#### [Problem statement]
Copy out the material below, swapping "tight rectangle" for "snug bounding box" each time it occurs and changing nothing else.
*** Dataset content ***
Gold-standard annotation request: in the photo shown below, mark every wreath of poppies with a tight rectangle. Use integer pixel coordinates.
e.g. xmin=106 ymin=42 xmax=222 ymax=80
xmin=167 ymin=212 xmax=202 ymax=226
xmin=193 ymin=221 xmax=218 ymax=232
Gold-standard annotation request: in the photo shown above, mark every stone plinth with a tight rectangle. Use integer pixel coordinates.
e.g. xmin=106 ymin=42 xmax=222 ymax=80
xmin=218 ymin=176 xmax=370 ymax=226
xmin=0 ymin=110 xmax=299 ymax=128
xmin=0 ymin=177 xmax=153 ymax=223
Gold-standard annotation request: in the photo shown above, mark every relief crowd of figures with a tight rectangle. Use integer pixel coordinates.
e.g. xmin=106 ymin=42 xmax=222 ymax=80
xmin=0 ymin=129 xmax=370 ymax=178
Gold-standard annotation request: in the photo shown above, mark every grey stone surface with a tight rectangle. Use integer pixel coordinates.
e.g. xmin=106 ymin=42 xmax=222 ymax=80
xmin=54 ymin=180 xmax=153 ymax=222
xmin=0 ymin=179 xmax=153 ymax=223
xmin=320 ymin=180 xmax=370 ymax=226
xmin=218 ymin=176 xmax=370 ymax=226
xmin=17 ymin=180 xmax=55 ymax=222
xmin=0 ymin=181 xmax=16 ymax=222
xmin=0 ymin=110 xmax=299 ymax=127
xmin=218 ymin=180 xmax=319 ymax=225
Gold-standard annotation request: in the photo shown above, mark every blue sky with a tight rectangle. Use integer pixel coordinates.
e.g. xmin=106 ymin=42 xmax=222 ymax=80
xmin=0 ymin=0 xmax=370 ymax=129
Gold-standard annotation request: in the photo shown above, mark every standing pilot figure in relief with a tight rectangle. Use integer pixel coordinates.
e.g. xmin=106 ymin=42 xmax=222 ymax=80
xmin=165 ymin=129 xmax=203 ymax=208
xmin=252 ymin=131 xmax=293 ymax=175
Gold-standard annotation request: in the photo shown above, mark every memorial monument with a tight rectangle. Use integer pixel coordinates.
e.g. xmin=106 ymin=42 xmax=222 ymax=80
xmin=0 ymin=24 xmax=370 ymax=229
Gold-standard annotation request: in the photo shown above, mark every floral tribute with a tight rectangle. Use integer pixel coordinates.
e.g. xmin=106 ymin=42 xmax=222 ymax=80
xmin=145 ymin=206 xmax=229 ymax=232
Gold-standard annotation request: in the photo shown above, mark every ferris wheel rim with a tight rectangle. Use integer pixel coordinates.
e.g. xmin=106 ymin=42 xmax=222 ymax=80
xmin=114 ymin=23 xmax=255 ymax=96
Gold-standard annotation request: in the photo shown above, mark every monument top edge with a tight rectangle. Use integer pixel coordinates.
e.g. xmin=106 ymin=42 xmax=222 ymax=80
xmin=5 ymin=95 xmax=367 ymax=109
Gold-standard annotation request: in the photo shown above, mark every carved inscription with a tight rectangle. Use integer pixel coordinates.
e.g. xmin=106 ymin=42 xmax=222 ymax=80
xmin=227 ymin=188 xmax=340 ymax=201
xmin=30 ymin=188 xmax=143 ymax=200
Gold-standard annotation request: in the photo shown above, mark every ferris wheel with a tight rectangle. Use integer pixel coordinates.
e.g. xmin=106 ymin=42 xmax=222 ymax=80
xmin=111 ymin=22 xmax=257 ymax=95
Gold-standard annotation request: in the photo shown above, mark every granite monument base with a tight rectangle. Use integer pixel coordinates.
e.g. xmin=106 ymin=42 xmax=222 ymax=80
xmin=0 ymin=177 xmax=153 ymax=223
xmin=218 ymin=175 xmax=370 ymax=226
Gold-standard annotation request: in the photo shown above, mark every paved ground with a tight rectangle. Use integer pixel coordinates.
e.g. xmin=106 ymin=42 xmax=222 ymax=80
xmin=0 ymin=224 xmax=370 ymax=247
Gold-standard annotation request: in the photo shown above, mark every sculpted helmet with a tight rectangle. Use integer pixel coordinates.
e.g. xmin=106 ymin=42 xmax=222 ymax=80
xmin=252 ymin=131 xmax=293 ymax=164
***
#### [The response]
Gold-standard annotation request: in the photo shown below, mark every wreath of poppies with a snug bounding box. Use integer pixel coordinates.
e.g. xmin=106 ymin=42 xmax=222 ymax=80
xmin=167 ymin=212 xmax=202 ymax=226
xmin=193 ymin=221 xmax=218 ymax=232
Gold-standard annotation request: in the photo shown above, mark every stone plinth with a snug bounding box. Use integer pixel coordinates.
e.g. xmin=106 ymin=42 xmax=222 ymax=80
xmin=218 ymin=176 xmax=370 ymax=226
xmin=0 ymin=110 xmax=299 ymax=128
xmin=0 ymin=177 xmax=153 ymax=223
Gold-standard annotation request: in the photo shown above, mark every relief crowd of figures with a snug bounding box. Use integer pixel coordinates.
e.g. xmin=106 ymin=42 xmax=222 ymax=80
xmin=0 ymin=129 xmax=370 ymax=178
Gold-standard annotation request: in the photo shown above, mark every grey stone surface with a snug bounding box. Use integer pixel coordinates.
e.g. xmin=106 ymin=42 xmax=222 ymax=80
xmin=54 ymin=180 xmax=153 ymax=222
xmin=0 ymin=179 xmax=153 ymax=223
xmin=320 ymin=180 xmax=370 ymax=226
xmin=218 ymin=176 xmax=370 ymax=226
xmin=17 ymin=180 xmax=55 ymax=222
xmin=0 ymin=181 xmax=16 ymax=222
xmin=0 ymin=110 xmax=299 ymax=127
xmin=218 ymin=180 xmax=319 ymax=225
Gold-standard annotation request: in the photo shown above, mark every blue sky with a snug bounding box. Use integer pixel coordinates.
e.g. xmin=106 ymin=42 xmax=222 ymax=80
xmin=0 ymin=0 xmax=370 ymax=129
Gold-standard annotation request: in the photo shown above, mark every standing pilot figure in relief with a snug bounding box. Use integer pixel coordinates.
e.g. xmin=106 ymin=42 xmax=222 ymax=80
xmin=165 ymin=129 xmax=203 ymax=208
xmin=252 ymin=131 xmax=293 ymax=175
Gold-standard annotation request: in the photo shown above, mark every memorial monument with a snug bounding box. Use integer pixel coordinates.
e.g. xmin=106 ymin=42 xmax=222 ymax=80
xmin=0 ymin=24 xmax=370 ymax=229
Gold-standard annotation request: in the photo shown above, mark every floral tribute with a snug bounding box. Use integer pixel coordinates.
e.g. xmin=106 ymin=42 xmax=222 ymax=80
xmin=145 ymin=206 xmax=229 ymax=232
Gold-standard annotation request: in the photo shown above, mark every ferris wheel rim with a snug bounding box. Use integer pixel coordinates.
e.g. xmin=106 ymin=42 xmax=222 ymax=80
xmin=114 ymin=23 xmax=255 ymax=96
Gold-standard annotation request: in the photo shown above, mark every monument top edge with a snug bounding box. Use integer pixel coordinates.
e.g. xmin=106 ymin=42 xmax=222 ymax=80
xmin=5 ymin=95 xmax=367 ymax=109
Gold-standard annotation request: in the photo shown above, mark every carved inscription with a snug bounding box. Use integer pixel coordinates.
e.g. xmin=106 ymin=42 xmax=222 ymax=80
xmin=227 ymin=188 xmax=340 ymax=201
xmin=30 ymin=188 xmax=143 ymax=200
Gold-standard annotation request: in the photo shown above, mark every ferris wheel with a snug bounding box. Use integer pixel coordinates.
e.g. xmin=106 ymin=42 xmax=222 ymax=80
xmin=111 ymin=22 xmax=257 ymax=95
Gold-standard annotation request: in the photo shown above, mark every granite monument base with a snug bounding box. Use integer pixel coordinates.
e.g. xmin=106 ymin=42 xmax=222 ymax=80
xmin=0 ymin=177 xmax=153 ymax=223
xmin=218 ymin=175 xmax=370 ymax=226
Gold-standard annotation request: in the photo shown above, mark every paved ground with a snug bounding box. Use integer pixel coordinates.
e.g. xmin=106 ymin=42 xmax=222 ymax=80
xmin=0 ymin=224 xmax=370 ymax=247
Gold-standard annotation request: in the photo shown above, mark every sculpted helmet with a snug bounding box. Use integer pixel coordinates.
e.g. xmin=106 ymin=42 xmax=222 ymax=80
xmin=252 ymin=131 xmax=293 ymax=164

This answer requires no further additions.